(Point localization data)
****************************************

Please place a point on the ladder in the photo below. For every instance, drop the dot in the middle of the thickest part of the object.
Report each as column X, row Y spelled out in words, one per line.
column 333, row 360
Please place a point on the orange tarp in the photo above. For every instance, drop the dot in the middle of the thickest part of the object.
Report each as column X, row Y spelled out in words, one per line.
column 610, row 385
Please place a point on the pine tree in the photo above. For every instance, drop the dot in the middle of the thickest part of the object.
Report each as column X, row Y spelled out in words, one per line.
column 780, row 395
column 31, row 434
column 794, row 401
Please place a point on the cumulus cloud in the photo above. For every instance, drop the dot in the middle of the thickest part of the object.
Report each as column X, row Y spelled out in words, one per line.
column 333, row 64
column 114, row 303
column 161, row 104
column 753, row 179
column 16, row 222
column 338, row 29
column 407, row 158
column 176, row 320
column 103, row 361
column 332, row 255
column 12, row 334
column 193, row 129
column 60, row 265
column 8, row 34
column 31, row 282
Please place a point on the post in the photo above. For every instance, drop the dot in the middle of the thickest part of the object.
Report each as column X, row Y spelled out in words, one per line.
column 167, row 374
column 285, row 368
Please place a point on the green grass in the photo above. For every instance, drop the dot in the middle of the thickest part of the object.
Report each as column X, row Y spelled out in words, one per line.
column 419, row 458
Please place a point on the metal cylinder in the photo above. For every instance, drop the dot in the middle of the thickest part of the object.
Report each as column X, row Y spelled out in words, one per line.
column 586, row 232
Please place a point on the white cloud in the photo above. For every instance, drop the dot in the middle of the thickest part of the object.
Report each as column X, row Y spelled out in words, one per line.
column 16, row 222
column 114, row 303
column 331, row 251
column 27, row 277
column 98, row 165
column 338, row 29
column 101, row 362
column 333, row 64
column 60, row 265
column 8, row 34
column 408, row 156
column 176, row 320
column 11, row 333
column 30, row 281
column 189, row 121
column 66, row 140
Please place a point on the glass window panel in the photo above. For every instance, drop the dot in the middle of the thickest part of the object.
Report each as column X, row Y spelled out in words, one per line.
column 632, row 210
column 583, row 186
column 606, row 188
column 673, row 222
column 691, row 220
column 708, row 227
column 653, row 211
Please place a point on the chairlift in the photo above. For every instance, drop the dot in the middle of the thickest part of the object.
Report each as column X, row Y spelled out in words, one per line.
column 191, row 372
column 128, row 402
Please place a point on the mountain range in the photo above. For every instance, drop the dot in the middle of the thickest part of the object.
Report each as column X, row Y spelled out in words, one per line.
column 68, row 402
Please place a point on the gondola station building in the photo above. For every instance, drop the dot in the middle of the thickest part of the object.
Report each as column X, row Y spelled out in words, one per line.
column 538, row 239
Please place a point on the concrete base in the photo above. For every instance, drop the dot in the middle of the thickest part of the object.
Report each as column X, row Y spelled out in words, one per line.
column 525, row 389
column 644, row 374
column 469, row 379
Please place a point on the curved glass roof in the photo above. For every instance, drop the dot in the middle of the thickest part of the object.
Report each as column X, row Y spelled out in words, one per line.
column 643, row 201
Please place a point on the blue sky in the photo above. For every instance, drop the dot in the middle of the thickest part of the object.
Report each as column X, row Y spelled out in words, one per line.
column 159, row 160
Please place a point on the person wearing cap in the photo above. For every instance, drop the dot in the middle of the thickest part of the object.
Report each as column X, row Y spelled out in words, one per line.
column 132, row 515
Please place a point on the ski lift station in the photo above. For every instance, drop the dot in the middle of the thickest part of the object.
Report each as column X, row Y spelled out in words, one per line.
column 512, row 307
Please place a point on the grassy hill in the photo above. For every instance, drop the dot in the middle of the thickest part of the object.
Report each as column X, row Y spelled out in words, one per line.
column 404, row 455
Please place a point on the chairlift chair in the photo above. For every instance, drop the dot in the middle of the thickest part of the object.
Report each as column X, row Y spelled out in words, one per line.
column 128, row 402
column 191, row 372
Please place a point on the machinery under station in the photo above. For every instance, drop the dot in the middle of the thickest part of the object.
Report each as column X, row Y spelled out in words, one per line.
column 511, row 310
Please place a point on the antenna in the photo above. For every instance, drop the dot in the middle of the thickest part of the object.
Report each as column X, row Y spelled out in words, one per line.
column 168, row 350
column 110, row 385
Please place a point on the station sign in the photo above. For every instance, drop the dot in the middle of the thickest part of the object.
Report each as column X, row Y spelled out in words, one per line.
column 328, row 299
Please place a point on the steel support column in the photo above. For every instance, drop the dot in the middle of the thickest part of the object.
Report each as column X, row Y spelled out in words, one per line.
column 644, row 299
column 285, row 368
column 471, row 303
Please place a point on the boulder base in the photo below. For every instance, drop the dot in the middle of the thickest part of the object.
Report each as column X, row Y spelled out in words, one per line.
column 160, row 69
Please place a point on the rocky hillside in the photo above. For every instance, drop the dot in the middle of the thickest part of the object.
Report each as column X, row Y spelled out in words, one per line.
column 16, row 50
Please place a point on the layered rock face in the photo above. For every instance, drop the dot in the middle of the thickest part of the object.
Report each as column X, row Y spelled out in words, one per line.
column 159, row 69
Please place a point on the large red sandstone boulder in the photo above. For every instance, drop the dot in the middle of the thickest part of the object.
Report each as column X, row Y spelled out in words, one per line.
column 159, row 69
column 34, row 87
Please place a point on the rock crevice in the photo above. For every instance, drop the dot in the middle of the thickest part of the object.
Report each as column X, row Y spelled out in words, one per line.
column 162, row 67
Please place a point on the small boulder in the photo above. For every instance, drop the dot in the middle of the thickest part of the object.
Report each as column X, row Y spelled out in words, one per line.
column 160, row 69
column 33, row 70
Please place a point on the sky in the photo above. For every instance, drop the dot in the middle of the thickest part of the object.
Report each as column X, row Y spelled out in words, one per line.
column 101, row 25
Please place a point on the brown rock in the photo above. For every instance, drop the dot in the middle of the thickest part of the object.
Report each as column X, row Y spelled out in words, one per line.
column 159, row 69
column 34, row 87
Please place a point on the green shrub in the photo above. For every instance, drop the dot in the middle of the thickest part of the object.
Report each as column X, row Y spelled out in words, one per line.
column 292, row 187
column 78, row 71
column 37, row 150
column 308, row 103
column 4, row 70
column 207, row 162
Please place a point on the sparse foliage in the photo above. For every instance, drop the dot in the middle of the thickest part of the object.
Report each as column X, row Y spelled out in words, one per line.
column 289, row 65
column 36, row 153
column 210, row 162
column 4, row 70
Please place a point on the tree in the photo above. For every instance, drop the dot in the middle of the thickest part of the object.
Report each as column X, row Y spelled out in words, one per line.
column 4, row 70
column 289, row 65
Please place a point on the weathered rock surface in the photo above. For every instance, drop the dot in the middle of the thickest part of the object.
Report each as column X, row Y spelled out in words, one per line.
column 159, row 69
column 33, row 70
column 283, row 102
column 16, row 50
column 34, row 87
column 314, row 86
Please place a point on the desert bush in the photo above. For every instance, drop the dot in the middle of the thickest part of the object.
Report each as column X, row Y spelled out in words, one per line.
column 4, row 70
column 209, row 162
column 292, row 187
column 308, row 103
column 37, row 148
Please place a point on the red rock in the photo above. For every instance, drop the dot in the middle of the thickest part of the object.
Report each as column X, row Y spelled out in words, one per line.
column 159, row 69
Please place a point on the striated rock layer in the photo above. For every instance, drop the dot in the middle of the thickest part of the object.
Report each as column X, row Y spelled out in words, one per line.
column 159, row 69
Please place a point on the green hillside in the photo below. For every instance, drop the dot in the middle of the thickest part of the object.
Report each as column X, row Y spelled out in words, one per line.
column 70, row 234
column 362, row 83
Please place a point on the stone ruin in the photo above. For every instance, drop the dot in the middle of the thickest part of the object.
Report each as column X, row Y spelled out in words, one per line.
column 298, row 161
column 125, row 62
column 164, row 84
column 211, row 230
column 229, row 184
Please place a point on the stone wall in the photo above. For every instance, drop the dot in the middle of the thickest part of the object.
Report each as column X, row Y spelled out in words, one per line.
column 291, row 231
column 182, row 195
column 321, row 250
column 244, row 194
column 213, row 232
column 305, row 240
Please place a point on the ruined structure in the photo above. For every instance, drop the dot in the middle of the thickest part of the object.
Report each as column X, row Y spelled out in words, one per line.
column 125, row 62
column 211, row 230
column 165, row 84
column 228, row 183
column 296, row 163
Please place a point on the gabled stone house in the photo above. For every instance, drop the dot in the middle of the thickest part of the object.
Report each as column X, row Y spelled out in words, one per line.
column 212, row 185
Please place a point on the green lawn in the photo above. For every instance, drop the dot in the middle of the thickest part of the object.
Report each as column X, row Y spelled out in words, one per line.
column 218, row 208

****************************************

▶ **Problem requirements**
Reproduce verbatim the lines above, from the line with "Please place a point on the striated" through the line with "Please place a point on the green lawn".

▶ **Written solution**
Please place a point on the striated rock layer in the photo above. For every instance, drop the dot in the middle of the thickest part of the object.
Report each as column X, row Y spelled out in words, one per line.
column 159, row 69
Please place a point on the green hillside in the photo below. For every instance, drop the dot in the middle of the thickest part of the object.
Report each as column X, row Y spelled out in words, one per line.
column 70, row 234
column 362, row 83
Please place a point on the stone ruin in the photo above. For every instance, drop the dot in the middle of the thickest part of the object.
Report each as column X, row Y spelled out in words, one per line.
column 298, row 161
column 125, row 62
column 164, row 84
column 211, row 230
column 229, row 184
Please place a point on the stone wall in the photo above. For every instance, drop the dot in the middle of the thickest part of the object.
Report each as column X, row Y spelled out in words, one per line.
column 291, row 231
column 182, row 195
column 321, row 250
column 244, row 194
column 213, row 232
column 305, row 240
Please place a point on the ruined structure in the photo above. For every instance, drop the dot in the middle of the thickest part of the object.
Report each as column X, row Y spelled out in words, one per line.
column 125, row 62
column 211, row 230
column 165, row 84
column 228, row 183
column 296, row 163
Please place a point on the gabled stone house in the photo above. For every instance, drop the dot in the middle of the thickest part of the object.
Report each as column X, row Y spelled out in words, one per line.
column 212, row 185
Please place a point on the green lawn in the photo above. For every instance, drop the dot in the middle of the thickest part of the object.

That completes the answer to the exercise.